» PAGE TEXT
· · · · · · ·
By 12/05/2020No Comments

All children love ‘pretend play’ or ‘role-play’. As parents we can see them do it at home when they copy what they see others doing; whether it is pretending to put the washing in, ‘helping’ with mummy’s or daddy’s work, dressing up and being a firefighter or playing shops.

Children are just having fun when they are pretending to be someone else but effective role-play gives children the opportunity to try out ideas in a safe environment. It allows them to explore boundaries, make sense of the world and develop their own identities. Some play centres are now focussed on role-play where children can act out various roles and jobs from the real world; children can deliver the post, put out a fire or solve a crime. Through pretend play, children are learning to understand the basic principles of society and how it functions, and the important rules and routines of everyday life. Fundamentally, children are given the chance to play out events and situation they have seen in real life, and if necessary, to try and make sense of them.

In schools where children are routinely tested on what they have remembered and understood in class, giving children space where they are free to express themselves and pretend to be someone different for a while allows them to not only learn what they like or dislike but also have empathy with other people. Role-play allows children to experiment with different social situations as well as different emotions. In a play centre where they can act out various roles alongside other children, they learn how to interact, co-operate and collaborate with each other in order to play.

It is easy to see how role-play improves children’s communication skills. When they go to the shops with you, they will listen to how you and the staff communicate and then try to replicate it in their role-play situations (which can be funny to see!). It is very interesting to see what they pick up from us and the world around them. Additionally, role-play is a great way of developing children’s fine motor skills as they dress a doll, use coins or dish up pretend food.
· · · · · · ·
» GIVEN INSTRUCTION A
Which lines of the records contain the string "vegetation"? Identify each one and copy it in full, treating case as significant.
The text and the records have no connection to each other.

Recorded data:
· · · · · · ·
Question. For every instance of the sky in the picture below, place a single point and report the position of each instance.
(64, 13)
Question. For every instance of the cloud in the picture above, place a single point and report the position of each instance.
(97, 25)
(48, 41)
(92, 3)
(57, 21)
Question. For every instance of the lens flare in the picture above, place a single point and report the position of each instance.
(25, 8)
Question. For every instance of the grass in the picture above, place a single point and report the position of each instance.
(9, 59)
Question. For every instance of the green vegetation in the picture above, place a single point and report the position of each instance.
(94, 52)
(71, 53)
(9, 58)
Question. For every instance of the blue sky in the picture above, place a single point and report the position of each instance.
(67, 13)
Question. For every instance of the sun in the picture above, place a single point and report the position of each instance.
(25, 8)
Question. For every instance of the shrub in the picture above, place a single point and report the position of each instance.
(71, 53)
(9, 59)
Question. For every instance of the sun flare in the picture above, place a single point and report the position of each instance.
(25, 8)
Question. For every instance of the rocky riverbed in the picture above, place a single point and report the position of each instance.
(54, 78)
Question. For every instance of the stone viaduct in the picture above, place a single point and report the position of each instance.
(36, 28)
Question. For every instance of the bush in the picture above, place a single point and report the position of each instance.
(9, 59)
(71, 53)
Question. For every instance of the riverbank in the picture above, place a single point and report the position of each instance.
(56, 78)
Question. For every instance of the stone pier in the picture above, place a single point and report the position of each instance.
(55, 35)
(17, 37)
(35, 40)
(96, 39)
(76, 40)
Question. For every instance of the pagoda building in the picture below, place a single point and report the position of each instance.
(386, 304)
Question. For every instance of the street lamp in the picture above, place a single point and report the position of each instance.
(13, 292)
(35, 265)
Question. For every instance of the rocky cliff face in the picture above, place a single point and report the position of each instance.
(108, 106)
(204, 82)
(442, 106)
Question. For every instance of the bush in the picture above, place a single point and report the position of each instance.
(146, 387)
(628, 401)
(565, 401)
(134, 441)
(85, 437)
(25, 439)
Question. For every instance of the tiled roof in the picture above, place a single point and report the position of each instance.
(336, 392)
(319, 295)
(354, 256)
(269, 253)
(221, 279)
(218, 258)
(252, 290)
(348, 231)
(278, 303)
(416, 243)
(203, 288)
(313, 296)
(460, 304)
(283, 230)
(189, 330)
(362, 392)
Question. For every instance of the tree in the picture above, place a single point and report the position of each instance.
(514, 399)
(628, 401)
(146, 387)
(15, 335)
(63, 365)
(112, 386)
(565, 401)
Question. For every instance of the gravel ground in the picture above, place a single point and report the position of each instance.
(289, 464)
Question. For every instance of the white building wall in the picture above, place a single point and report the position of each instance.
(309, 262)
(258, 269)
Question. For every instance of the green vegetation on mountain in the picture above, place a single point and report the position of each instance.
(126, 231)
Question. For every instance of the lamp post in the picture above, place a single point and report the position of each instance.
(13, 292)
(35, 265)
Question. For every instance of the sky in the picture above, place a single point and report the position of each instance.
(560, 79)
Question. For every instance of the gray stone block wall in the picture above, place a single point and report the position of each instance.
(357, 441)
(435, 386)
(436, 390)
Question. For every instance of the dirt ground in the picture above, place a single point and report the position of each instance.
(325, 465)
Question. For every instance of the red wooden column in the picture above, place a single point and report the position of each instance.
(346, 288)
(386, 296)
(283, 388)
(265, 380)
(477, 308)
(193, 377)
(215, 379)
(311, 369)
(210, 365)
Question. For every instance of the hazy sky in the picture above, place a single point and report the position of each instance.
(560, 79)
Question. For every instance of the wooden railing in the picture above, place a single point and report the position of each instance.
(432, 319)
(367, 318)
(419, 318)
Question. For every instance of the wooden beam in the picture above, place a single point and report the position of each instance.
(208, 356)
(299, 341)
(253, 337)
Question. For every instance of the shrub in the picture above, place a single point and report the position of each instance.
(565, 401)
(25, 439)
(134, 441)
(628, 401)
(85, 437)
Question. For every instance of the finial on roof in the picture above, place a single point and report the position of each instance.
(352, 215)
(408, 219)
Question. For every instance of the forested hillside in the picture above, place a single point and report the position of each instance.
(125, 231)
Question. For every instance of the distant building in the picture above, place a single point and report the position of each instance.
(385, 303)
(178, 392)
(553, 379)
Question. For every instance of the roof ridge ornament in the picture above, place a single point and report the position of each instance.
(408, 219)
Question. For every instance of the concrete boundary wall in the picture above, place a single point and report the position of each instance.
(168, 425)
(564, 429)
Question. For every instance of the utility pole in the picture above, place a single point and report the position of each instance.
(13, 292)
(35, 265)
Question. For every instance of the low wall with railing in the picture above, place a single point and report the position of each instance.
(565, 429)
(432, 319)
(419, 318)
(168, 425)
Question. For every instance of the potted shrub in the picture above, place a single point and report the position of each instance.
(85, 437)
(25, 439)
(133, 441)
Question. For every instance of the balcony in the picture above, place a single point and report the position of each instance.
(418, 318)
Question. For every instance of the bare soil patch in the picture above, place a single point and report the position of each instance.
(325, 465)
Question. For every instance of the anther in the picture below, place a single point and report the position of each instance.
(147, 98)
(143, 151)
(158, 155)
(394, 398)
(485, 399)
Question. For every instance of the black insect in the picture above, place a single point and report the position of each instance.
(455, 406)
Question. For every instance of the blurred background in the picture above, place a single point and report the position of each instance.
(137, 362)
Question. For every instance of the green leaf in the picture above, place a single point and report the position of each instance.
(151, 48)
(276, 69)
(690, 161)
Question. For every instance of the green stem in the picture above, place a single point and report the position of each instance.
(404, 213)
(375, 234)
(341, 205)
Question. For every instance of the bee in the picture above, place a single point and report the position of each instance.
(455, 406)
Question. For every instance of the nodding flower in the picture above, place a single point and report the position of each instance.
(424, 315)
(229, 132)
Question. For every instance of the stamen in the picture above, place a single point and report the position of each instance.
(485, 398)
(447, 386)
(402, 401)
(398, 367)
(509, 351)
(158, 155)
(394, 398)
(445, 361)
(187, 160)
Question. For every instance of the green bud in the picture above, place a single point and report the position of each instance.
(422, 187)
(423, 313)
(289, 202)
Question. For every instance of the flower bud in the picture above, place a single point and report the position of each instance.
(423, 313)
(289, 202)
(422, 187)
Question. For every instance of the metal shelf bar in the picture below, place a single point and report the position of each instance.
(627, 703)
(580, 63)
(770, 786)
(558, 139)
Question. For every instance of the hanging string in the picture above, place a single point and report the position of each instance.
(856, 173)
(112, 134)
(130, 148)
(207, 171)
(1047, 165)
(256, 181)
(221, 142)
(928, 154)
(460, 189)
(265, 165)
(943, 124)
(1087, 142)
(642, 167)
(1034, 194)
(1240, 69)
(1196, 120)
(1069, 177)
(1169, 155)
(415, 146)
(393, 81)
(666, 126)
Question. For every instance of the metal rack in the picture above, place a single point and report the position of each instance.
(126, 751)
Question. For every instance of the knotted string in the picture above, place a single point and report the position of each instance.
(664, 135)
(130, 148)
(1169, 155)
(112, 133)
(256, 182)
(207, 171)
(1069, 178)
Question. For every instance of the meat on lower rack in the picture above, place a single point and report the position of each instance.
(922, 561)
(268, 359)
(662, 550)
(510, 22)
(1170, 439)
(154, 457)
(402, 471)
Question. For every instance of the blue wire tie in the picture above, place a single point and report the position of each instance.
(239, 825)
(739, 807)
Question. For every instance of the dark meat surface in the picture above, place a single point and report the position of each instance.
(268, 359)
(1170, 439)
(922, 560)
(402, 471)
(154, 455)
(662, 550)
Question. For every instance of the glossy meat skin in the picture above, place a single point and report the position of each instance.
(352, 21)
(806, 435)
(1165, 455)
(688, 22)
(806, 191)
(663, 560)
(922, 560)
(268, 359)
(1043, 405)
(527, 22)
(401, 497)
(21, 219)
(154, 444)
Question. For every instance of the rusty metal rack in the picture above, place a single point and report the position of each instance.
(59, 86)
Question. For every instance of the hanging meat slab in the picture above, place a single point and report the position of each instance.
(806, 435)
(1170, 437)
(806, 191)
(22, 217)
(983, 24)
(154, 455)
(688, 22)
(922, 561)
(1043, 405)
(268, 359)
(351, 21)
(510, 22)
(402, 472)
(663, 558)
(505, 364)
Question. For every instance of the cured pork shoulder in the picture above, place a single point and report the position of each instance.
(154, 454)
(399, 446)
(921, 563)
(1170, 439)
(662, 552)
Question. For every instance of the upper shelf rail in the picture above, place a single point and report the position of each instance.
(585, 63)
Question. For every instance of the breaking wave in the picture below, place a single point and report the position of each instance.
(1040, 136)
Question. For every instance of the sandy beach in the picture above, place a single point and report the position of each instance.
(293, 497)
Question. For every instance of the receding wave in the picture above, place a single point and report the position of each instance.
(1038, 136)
· · · · · · ·
» GIVEN INSTRUCTION B
How would you extend the piece on children's role-play? Continue it from the point where it stops.

» RESULT A
Question. For every instance of the green vegetation in the picture above, place a single point and report the position of each instance.
Question. For every instance of the green vegetation on mountain in the picture above, place a single point and report the position of each instance.

» RESULT B
Toddlers will engage in simple pretend play such as talking on the phone or using keys, as they grow a little older and skills are more developed children will love to be fully immersed in familiar role-play scenarios such as going to the shops or the doctors and by the time
they go to school the scenarios will become quite complex and they will want to replicate real life situations with other children where they take on different roles.

When children are imagining they are someone else for a while, one of the most important things they learn is how to have empathy with another person. Even as a preschooler they will have the first inkling of what it is like to be a policeman, a firefighter or a teacher and as their sense of empathy becomes more developed it can help them in many areas of life, and in dealing with different types of people at school and in the outside world.

Albert Einstein put it as well as anyone when he said: “Imagination is more important than knowledge. For knowledge is limited to all we now know and understand, while imagination embraces the entire world, and all there ever will be to know and understand.”